Requirement: Please filter the records below and copy out every line that contains the word "logo".

Data shown:
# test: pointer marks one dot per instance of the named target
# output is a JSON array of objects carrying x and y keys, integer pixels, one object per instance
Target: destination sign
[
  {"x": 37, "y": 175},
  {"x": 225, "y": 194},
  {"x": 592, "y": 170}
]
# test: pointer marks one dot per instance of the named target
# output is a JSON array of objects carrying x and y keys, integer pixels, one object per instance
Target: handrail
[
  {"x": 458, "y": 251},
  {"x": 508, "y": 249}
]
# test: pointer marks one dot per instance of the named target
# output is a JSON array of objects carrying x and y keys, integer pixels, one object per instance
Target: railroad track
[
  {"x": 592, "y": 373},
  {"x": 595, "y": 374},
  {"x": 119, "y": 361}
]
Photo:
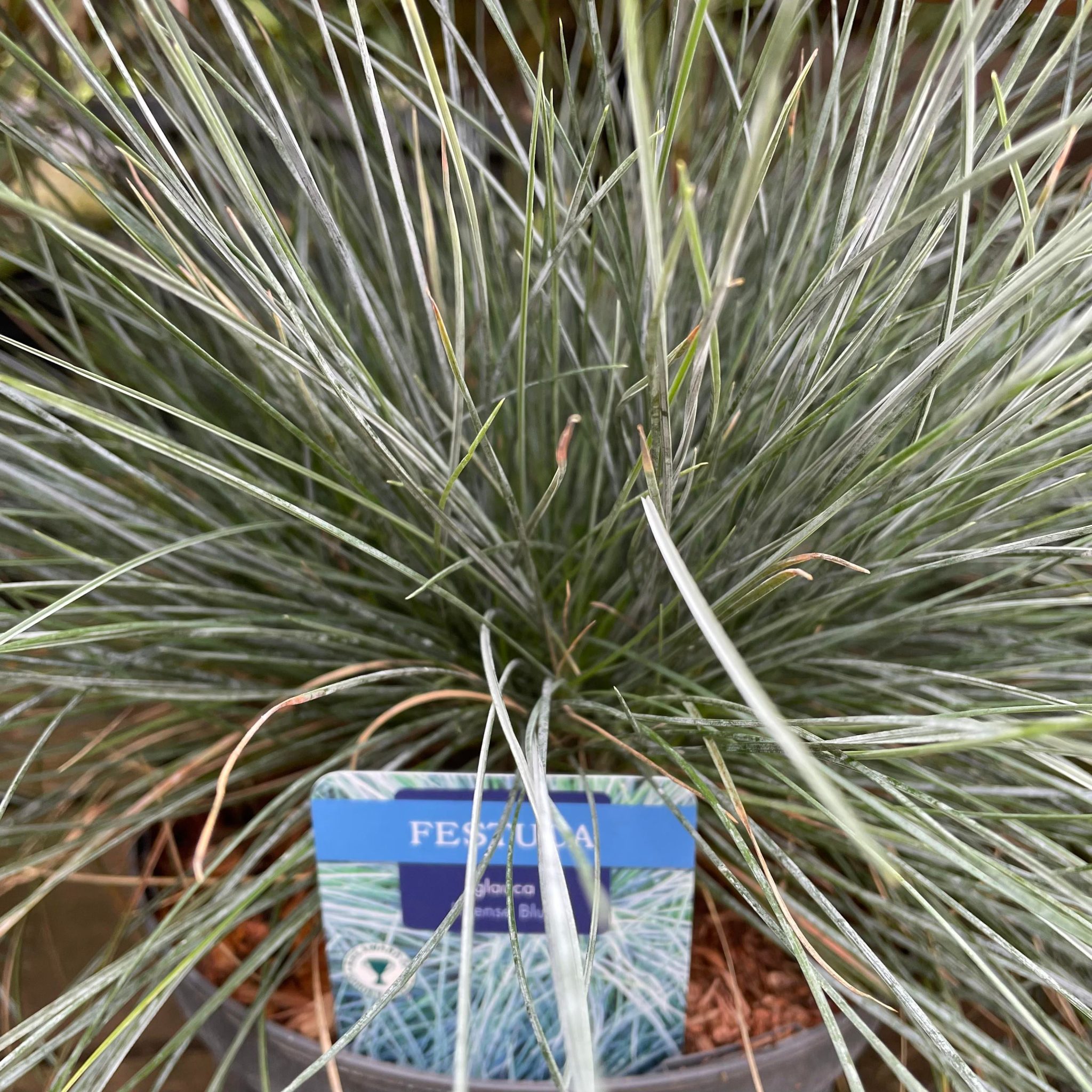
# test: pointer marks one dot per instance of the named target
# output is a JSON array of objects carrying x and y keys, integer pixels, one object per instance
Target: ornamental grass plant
[{"x": 703, "y": 386}]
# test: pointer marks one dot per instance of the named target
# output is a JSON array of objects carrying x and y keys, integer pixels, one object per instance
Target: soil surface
[{"x": 753, "y": 987}]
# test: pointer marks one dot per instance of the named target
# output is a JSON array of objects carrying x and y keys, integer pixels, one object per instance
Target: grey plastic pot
[{"x": 803, "y": 1062}]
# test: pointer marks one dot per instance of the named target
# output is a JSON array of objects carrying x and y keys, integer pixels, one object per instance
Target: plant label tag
[{"x": 392, "y": 851}]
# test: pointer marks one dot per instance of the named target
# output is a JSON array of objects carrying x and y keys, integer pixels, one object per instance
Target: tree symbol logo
[{"x": 375, "y": 968}]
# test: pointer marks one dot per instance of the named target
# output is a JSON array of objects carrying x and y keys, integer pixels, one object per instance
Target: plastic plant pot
[{"x": 802, "y": 1062}]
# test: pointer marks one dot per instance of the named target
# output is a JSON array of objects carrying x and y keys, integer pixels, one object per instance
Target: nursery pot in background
[{"x": 802, "y": 1062}]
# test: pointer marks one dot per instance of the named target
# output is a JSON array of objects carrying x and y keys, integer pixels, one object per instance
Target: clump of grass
[{"x": 301, "y": 309}]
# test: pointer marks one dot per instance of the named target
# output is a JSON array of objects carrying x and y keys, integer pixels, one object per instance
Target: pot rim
[
  {"x": 729, "y": 1062},
  {"x": 670, "y": 1076}
]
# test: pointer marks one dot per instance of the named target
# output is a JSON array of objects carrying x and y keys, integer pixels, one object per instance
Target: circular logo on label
[{"x": 375, "y": 968}]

Exercise response:
Target: tree symbol logo
Target: circular logo on label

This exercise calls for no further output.